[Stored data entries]
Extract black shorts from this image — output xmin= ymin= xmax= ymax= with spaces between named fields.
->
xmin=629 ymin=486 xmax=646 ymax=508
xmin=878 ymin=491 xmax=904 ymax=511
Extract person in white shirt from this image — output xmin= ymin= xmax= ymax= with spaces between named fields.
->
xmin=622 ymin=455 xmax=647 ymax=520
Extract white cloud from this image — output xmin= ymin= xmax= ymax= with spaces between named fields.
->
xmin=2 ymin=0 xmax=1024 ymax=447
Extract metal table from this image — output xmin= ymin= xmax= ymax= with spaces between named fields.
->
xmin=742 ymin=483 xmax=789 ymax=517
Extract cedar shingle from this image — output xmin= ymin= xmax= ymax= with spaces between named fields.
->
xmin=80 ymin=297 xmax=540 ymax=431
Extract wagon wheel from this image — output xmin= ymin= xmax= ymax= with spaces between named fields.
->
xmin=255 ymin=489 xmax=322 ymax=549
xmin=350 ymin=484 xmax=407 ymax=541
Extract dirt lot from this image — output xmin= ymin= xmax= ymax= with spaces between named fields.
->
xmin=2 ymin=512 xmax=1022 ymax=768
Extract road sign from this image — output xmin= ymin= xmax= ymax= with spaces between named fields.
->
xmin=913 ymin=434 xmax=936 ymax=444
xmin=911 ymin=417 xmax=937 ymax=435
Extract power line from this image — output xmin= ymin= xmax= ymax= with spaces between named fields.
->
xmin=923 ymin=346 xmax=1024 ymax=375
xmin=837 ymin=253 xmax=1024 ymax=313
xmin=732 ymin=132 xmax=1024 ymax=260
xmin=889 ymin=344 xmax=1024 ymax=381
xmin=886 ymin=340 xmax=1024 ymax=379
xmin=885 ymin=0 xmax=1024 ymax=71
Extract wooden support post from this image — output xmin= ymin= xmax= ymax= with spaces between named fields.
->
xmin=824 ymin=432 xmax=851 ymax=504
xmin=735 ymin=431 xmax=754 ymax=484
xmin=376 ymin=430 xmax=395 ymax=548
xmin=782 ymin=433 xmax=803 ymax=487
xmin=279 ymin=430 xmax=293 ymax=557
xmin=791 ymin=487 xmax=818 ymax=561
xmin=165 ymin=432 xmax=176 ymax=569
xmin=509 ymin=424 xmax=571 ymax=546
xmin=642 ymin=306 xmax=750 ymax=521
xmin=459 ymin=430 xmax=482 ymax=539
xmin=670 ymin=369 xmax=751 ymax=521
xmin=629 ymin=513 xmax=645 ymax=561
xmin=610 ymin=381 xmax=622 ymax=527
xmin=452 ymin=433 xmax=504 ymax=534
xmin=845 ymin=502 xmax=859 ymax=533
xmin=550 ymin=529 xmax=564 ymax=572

— Assigned task —
Lines holding "white" in the data above: copy each of them.

— Answer space —
Extract person in white shirt from this image — output xmin= ymin= xmax= ymax= with spaces between named fields.
Extract white cloud from this image — output xmin= ymin= xmax= ymax= with spaces between named fields.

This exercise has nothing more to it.